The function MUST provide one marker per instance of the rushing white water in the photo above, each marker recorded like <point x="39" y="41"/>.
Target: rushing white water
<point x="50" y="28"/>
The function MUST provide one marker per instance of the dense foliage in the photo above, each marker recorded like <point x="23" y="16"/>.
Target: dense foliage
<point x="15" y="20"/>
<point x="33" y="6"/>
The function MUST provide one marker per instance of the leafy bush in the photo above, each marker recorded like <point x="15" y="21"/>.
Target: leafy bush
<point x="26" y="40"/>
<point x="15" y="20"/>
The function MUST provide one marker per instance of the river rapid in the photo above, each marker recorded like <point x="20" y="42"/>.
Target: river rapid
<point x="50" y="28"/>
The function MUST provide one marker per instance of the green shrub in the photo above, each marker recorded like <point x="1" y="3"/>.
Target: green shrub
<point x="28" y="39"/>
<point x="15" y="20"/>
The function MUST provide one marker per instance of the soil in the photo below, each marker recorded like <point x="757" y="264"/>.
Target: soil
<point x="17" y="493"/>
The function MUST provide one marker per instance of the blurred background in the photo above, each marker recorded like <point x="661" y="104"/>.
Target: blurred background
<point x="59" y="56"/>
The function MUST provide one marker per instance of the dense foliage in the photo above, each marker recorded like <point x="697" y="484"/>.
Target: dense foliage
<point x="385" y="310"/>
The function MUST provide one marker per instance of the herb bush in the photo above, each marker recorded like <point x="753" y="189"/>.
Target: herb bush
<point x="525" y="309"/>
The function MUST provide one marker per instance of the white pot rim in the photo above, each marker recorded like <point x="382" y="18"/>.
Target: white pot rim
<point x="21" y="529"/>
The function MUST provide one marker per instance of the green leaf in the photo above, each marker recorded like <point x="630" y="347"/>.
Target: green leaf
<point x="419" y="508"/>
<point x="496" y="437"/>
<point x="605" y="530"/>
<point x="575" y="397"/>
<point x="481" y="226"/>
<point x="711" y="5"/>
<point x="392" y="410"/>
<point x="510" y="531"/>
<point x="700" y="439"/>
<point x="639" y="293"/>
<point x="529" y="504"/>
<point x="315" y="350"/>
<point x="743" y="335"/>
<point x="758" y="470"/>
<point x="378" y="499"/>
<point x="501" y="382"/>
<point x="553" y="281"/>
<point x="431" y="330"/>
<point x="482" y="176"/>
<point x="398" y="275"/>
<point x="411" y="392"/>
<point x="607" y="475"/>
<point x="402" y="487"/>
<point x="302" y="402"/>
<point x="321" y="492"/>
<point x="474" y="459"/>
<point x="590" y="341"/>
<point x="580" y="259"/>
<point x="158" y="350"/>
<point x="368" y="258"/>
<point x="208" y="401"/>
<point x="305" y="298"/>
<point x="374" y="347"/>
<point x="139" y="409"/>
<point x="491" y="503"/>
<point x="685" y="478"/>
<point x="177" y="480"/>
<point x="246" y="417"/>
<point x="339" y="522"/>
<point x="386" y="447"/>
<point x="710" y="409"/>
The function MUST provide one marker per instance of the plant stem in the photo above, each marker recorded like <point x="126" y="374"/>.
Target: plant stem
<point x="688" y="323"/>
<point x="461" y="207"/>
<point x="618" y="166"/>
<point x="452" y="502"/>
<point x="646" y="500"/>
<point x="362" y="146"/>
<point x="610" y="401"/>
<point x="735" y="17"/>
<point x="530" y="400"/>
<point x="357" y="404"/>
* * *
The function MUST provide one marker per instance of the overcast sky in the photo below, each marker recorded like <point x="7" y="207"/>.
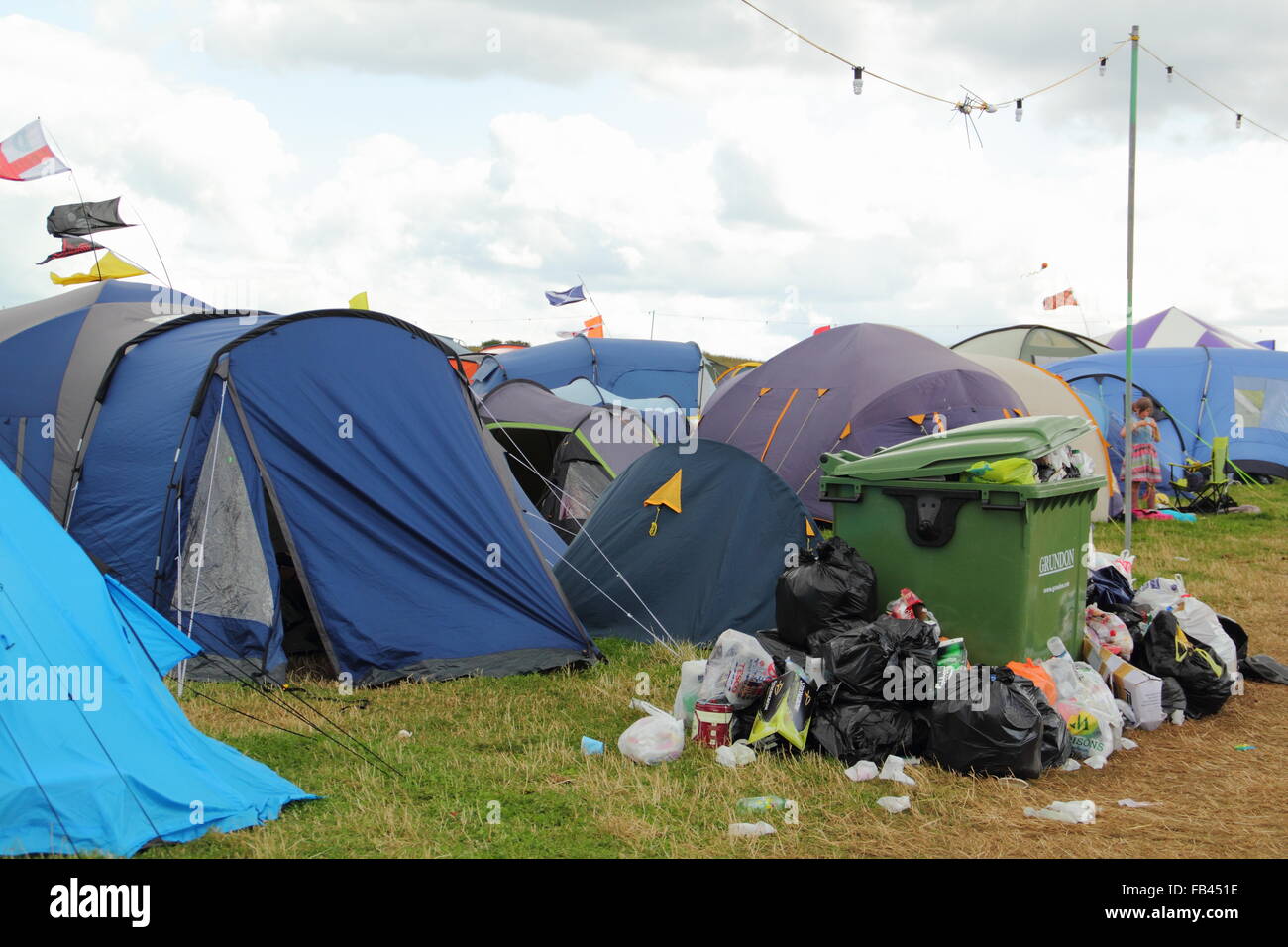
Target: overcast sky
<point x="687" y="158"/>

» Problem
How many of the lines above contain the string "river"? Reply with the number alone.

» Answer below
2